Text segment:
....................
Bolt holes and balm
Tring - a market town in Hertfordshire - was mentioned recently. My ears pricked up and, on hearing that town’s name, deep within me a warm glow of happiness was released. It was a reaction not unlike the salivation of Pavlov's dog to the sound of a bell, or Proust's relationship with the taste of a Madeleine biscuit. It was a physical and mental reaction in response to an unexpected trigger. Such reactions can come via a sound, a taste or, in my case, a word. And my word was Tring. It was my childhood home, the place where, between the ages of three and 12, I lived, a stone's-throw from open farmland and the Chiltern Beech woods. We moved away from Tring in 1970 - now 51 years ago - and my memories of those years are now becoming hazy. I can recall such things as the layout of our house, the garden, the roads close to home, my school and my friends. But they are largely snap shots, images that don't move, with no sound and no accompanying narrative. They are stills that play like a slide-show in my mind - the old churchyard; an abandoned cinema; our local shop; an apple orchard; a disused windmill; those faces of neighbours and fellow pupils have now worn away to the point that I cannot recall what they really looked like, and only vague approximations appear. So why do these deteriorating memories still have power? If we experienced a happy (or at least non-traumatic) childhood, is this a default setting, this release of nostalgia? And if that childhood was not happy, is the reverse true?
....................
Collected data

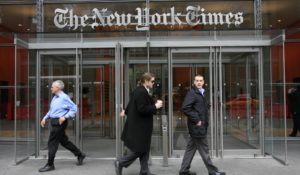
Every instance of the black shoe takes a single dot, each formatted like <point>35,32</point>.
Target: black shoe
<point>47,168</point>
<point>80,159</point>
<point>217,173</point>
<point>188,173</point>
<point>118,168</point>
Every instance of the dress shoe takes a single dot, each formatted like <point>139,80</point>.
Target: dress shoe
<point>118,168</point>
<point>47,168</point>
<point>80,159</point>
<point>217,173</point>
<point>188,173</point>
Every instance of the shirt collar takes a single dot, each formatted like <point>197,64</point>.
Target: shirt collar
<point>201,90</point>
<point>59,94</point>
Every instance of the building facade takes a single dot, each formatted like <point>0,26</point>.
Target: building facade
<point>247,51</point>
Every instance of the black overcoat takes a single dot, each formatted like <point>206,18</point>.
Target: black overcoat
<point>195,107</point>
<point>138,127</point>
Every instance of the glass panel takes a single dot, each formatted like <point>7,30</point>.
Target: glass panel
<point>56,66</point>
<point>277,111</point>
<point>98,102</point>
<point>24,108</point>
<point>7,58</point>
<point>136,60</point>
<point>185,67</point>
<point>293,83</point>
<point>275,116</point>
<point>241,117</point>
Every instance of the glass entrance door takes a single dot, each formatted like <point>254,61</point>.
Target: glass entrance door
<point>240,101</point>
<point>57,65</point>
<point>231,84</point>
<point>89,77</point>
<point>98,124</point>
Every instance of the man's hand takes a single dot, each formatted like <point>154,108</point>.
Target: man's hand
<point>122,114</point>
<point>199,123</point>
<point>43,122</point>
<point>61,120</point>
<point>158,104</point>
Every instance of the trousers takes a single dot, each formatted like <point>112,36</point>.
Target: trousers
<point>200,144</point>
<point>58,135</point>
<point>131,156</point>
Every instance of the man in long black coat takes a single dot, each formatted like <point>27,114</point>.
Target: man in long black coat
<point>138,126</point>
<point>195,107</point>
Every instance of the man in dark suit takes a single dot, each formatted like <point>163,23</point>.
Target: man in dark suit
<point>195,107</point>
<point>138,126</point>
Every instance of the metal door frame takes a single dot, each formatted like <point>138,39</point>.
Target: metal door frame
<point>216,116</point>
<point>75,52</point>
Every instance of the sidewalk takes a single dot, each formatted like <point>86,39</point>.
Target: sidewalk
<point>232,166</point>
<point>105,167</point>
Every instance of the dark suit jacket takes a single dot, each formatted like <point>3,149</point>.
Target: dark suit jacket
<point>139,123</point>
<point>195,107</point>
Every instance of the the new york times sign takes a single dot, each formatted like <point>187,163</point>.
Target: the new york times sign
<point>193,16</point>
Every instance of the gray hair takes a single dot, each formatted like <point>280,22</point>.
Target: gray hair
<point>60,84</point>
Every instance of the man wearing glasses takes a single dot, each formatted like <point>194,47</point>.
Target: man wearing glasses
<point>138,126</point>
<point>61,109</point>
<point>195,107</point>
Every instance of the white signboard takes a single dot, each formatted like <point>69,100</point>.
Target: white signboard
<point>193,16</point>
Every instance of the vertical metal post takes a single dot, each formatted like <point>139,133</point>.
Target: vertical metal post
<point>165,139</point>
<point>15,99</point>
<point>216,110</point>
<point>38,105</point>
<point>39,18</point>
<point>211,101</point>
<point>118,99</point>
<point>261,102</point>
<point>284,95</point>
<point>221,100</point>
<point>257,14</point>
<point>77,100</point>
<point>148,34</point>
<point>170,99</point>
....................
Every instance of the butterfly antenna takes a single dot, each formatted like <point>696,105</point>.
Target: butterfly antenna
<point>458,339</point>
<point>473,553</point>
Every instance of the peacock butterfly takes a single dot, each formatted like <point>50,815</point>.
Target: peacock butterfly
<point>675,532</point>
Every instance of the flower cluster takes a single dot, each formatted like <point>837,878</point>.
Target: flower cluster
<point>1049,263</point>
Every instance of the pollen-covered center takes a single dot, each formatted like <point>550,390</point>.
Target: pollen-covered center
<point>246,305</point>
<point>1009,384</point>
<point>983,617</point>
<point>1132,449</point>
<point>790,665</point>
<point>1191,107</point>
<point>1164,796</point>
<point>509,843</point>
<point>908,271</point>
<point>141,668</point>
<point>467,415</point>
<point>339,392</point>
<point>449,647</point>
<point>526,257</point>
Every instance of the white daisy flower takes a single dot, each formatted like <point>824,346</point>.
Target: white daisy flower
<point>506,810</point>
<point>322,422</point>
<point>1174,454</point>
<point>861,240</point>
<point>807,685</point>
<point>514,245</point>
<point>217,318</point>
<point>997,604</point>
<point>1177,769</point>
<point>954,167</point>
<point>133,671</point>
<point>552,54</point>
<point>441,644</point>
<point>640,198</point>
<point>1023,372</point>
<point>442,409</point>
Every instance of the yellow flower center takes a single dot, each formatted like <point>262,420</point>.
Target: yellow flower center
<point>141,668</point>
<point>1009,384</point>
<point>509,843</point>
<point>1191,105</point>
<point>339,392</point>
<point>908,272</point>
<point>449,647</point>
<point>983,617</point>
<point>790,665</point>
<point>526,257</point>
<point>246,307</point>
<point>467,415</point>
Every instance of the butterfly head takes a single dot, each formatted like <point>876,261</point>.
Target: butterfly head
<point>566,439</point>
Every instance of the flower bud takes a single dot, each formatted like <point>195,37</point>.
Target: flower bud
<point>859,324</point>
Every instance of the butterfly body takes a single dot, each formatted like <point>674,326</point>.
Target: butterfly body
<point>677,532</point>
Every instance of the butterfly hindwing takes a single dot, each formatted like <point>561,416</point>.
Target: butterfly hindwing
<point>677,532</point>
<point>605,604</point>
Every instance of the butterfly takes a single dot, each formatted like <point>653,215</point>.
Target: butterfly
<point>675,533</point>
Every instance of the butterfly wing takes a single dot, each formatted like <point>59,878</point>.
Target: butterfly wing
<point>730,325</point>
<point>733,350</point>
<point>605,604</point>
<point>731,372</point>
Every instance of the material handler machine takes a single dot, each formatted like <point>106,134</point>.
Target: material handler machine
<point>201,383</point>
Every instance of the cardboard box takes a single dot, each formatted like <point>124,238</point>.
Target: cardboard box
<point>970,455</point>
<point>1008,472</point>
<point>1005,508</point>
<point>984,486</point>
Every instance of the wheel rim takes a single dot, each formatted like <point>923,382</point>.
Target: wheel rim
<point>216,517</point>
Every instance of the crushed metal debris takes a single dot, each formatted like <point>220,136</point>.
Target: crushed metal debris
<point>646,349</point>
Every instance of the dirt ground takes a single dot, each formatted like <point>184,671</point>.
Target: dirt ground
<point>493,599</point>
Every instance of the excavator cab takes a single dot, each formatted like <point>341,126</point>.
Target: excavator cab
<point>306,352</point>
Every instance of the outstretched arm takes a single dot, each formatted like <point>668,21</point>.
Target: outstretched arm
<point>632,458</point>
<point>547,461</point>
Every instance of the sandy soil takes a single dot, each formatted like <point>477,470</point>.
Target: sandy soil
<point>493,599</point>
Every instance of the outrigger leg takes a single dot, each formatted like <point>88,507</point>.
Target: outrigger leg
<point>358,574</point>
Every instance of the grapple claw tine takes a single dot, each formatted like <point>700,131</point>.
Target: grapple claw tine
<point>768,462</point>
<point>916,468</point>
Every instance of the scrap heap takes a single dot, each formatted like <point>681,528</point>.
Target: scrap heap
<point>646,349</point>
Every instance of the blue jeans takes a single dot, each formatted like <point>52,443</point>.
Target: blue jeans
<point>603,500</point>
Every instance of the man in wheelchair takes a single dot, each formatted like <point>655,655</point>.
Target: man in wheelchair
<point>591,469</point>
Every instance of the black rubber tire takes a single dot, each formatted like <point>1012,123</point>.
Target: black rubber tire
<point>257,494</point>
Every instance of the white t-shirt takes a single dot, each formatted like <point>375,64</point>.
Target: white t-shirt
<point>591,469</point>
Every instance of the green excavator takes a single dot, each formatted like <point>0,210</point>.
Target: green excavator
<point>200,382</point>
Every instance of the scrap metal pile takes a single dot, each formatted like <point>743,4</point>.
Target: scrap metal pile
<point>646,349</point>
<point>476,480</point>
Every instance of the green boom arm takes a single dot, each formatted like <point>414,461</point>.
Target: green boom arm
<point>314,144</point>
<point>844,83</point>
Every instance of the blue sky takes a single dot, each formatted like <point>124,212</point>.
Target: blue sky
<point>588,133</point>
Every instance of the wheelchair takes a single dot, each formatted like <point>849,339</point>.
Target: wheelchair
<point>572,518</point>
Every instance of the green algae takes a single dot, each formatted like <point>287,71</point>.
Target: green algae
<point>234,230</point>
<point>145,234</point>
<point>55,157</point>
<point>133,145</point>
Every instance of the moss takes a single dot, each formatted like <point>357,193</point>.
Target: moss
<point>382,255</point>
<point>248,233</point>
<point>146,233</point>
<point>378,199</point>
....................
Actions to take:
A: In the essay about Tring, in what year did the family move away from the town?
B: Continue the essay about Tring from the point where it stops.
The records have nothing to do with this work.

Answers by task:
A: 1970

B:
For me, it appears to go deeper than that. My paternal great-grandparents both moved to London from Wiltshire in the late 19th century. Some family remained there, living across a number of small villages in the Vale of Pewsey (All Cannings, Stanton St.Bernard, Alton Barnes, Alton Priors). During the Second World War, when children were being evacuated from London, my father was among them. He was sent to stay with an aunt who still lived in All Cannings. His time with her was amongst the happiest of his life, so much so that in retirement, he settled there. It was only then that I was introduced to the area. I got to know the villages, the people, the inns and, most importantly, the farmland and downland that surrounds them. I could look at my ancestor's gravestones, walk into the churches where they were christened, were married and were laid to rest. From the top of the Pewsey Downs (above) I could look down on, and survey, their worlds, reduced to model villages on a green canvass that stretched all the way to the northern edge of Salisbury Plain. I wandered the surrounding area, rewarded with orchids, Barn Owls, Corn Buntings and an undeniable connection to the land, a belonging. And, don't ask me why, but I knew - not felt - I knew that I belonged. Fanciful? Most probably, but when I walked where they had walked, it was if I had already done so.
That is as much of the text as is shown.